**TO DO**: Swap "report the position" for "give the location" throughout the entries below, and write them out again with everything else unchanged.

Saved data entries

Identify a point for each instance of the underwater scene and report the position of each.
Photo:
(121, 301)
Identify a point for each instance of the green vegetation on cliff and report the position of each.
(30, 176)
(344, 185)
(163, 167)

**THE RESPONSE**:
Identify a point for each instance of the underwater scene and give the location of each.
Photo:
(121, 301)
Identify a point for each instance of the green vegetation on cliff and give the location of each.
(30, 176)
(344, 185)
(163, 167)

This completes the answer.